Goal of the exercise >> Give back each line below verbatim.

Excerpts from a dataset:
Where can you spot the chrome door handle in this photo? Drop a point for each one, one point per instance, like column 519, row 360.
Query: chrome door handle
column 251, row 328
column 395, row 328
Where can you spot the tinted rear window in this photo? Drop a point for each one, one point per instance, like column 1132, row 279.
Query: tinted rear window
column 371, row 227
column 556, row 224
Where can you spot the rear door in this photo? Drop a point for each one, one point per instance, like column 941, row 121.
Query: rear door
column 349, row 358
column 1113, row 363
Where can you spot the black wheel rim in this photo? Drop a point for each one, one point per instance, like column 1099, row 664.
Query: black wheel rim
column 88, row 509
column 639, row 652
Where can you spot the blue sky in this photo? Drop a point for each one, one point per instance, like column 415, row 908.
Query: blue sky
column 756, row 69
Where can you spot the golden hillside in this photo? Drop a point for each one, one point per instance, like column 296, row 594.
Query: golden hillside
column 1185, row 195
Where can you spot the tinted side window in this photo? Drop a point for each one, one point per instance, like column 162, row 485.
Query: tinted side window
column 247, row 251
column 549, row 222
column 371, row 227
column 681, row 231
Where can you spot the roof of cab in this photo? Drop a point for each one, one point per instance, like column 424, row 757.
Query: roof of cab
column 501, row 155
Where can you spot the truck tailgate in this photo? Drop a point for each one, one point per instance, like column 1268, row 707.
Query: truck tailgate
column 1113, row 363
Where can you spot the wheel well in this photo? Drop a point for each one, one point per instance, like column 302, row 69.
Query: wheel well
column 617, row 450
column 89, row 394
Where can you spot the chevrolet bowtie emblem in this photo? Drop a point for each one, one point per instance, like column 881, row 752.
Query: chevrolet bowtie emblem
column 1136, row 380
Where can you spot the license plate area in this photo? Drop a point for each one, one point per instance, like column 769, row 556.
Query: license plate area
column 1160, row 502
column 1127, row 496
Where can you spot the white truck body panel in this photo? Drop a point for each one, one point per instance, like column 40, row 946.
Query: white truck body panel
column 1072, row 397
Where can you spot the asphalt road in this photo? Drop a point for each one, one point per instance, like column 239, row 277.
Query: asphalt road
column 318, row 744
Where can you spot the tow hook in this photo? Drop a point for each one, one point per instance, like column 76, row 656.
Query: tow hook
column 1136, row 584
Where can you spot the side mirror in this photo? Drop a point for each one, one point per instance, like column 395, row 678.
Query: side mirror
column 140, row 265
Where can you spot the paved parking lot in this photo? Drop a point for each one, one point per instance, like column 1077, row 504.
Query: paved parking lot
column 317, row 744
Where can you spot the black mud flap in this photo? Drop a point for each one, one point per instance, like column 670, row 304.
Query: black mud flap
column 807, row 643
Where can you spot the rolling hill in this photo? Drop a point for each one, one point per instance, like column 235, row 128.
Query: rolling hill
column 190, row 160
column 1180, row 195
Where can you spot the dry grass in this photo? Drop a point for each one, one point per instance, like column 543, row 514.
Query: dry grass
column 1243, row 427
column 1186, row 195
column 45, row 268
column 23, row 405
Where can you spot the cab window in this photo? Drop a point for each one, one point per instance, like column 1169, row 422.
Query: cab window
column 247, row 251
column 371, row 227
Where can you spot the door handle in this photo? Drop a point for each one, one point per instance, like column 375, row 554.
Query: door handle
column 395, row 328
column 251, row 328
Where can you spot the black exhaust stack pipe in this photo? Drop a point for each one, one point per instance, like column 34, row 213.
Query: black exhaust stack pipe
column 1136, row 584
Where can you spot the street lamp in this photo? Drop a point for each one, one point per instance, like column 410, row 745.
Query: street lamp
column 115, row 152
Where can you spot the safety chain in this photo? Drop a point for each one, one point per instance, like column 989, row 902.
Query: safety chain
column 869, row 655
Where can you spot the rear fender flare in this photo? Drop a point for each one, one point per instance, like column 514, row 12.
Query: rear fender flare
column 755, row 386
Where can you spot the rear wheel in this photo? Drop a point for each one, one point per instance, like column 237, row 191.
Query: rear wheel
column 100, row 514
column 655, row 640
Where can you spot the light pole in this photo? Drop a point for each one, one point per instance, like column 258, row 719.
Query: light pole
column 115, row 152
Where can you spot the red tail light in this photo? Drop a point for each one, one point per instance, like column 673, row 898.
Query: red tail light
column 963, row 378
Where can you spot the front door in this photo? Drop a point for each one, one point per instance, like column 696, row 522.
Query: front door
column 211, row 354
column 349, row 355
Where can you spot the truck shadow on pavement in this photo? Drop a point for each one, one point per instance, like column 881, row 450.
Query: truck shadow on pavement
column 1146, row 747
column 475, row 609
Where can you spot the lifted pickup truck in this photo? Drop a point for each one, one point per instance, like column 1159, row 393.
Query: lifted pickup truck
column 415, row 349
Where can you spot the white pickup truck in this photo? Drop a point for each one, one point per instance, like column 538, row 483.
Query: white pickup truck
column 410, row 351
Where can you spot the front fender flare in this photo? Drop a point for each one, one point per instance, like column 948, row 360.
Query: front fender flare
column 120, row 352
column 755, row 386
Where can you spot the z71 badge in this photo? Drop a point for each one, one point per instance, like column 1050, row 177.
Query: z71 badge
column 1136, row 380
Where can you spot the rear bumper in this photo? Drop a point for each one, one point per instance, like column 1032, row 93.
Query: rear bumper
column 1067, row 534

Written solution >>
Where can you spot the chrome door handle in this photo? Drop a point for each one, one point per instance, like column 519, row 360.
Query: chrome door handle
column 251, row 328
column 395, row 328
Where can you spot the tinted rear window in this photo? Drop a point for each one, one point per instance, like column 1132, row 279.
Query: tinted rear window
column 371, row 227
column 556, row 224
Where can you spot the rear door in this photo? Drop a point for each one, one point per instance, like column 941, row 121.
Query: rear door
column 349, row 358
column 1113, row 363
Where can you spot the black wheel rim in this photo? Drop a point for each one, one point per instance, like column 1099, row 664.
Query: black wheel rim
column 88, row 509
column 639, row 652
Where can you spot the blue sky in this photo? Drop a point for each one, one point per instance, like column 415, row 908.
Query: blue sky
column 756, row 69
Where can you spot the golden hillside in this photo? Drop a point for each one, one point per instance, like column 296, row 594.
Query: golden hillside
column 1185, row 195
Where can you spot the tinted side window in this photo? Drop a point for each one, one point per instance, like column 162, row 485.
Query: tinted side window
column 247, row 251
column 549, row 222
column 371, row 227
column 681, row 231
Where can you spot the roof of cab in this photo? Drop a point for each one, one point per instance, like column 424, row 757.
Query: roof of cab
column 501, row 155
Where can you spot the truck tailgate in this photo? Drop a point for each one, one point per instance, like column 1268, row 707.
Query: truck tailgate
column 1113, row 363
Where can you spot the wheel well in this photo? Drop a point for each one, one point per instance, like column 302, row 69.
Query: wheel well
column 617, row 450
column 89, row 394
Where can you spot the chevrolet bowtie emblem in this photo? Drop a point for each one, one point per instance, like column 881, row 752.
Query: chevrolet bowtie emblem
column 1136, row 380
Where can you spot the license plate area in this photo? Drop a point for each one, one point per instance, like column 769, row 556.
Query: license plate area
column 1160, row 502
column 1127, row 496
Where can you spot the white truck body panel in this photo? Drop a point for each one, one point per instance, like column 40, row 946.
Query: white truck body panel
column 1072, row 397
Where can you spot the asphalt road in this photo? Drop a point for each one, one point per instance, like column 239, row 277.
Query: asphalt road
column 318, row 744
Where can you spot the tow hook in this photo? Drop a point for each one, one point per instance, like column 76, row 656.
Query: tow hook
column 1136, row 584
Where can you spot the side mirror in this photo? Drop a point for each one, one point per instance, like column 395, row 678.
Query: side mirror
column 140, row 265
Where can you spot the paved parking lot in this photo? Drop a point for each one, one point per instance, like column 1077, row 504.
Query: paved parking lot
column 317, row 744
Where can you spot the black mud flap in this photo? Drop a point for each one, one point per instance, like column 670, row 304.
Query: black mud flap
column 807, row 643
Where can you spot the rolling hill in this photo? Drop a point for each one, one point per instance, like column 235, row 128.
Query: rolling hill
column 190, row 160
column 1180, row 195
Where can you spot the dry grass in this photo? Drop a point for each one, one point per instance, like column 543, row 514.
Query: dry grass
column 1243, row 427
column 1186, row 195
column 45, row 268
column 23, row 405
Where can you spot the cab window in this photo? Drop a point for each one, one point per instance, like column 1169, row 422.
Query: cab window
column 247, row 251
column 371, row 227
Where can you spot the door handle in this photo? Drop a point for each one, one point per instance, like column 375, row 554.
Query: door handle
column 395, row 328
column 251, row 328
Where can you spot the black exhaust stack pipe in this photo? Drop a point for each one, one point per instance, like column 34, row 213.
Query: black exhaust stack pipe
column 1136, row 584
Where can you spot the street lamp in this photo? Drop a point for each one, one point per instance, like column 410, row 745.
Query: street lamp
column 115, row 152
Where can you spot the safety chain in this photo? Drop a point for each one, one point per instance, like column 989, row 902.
Query: safety chain
column 869, row 655
Where can you spot the rear fender flare in this photo? Drop a point for each one, one point per instance, like column 514, row 12.
Query: rear fender flare
column 755, row 386
Where can you spot the rear wheel in this photo? Drop a point for each one, one point per instance, like column 237, row 191.
Query: rear wheel
column 100, row 514
column 655, row 640
Where can you spot the light pole in this photo? Drop a point for each one, one point per instance, like column 258, row 719.
Query: light pole
column 115, row 152
Where can you spot the red tail light in this photo? Drop a point for each one, one point per instance, like column 673, row 898.
Query: red tail light
column 963, row 378
Where can you spot the front door in this photo? Drop a point for each one, one point per instance, like column 696, row 522.
Query: front door
column 211, row 354
column 349, row 355
Where can you spot the truck shadow on pavement in this photo? Drop a point for each one, one point per instance, like column 881, row 450.
Query: truck shadow on pavement
column 1146, row 747
column 475, row 609
Where can you spot the lifted pickup truck in this photo? Drop a point for each one, one point per instance, like column 1159, row 393.
Query: lifted pickup truck
column 415, row 349
Where can you spot the white pickup truck in this photo? Drop a point for each one, one point per instance, like column 538, row 483.
Query: white pickup truck
column 410, row 351
Where can you spot the front fender flare in this photo? Drop a point for each one, one point per instance, like column 948, row 360.
Query: front fender flare
column 120, row 352
column 755, row 386
Where can you spot the z71 badge in this photo? Drop a point for each one, one point per instance, like column 1050, row 177.
Query: z71 badge
column 1136, row 380
Where can you spot the rear bumper in this photo? Drop a point for each one, one point per instance, like column 1032, row 93.
Query: rear bumper
column 1067, row 534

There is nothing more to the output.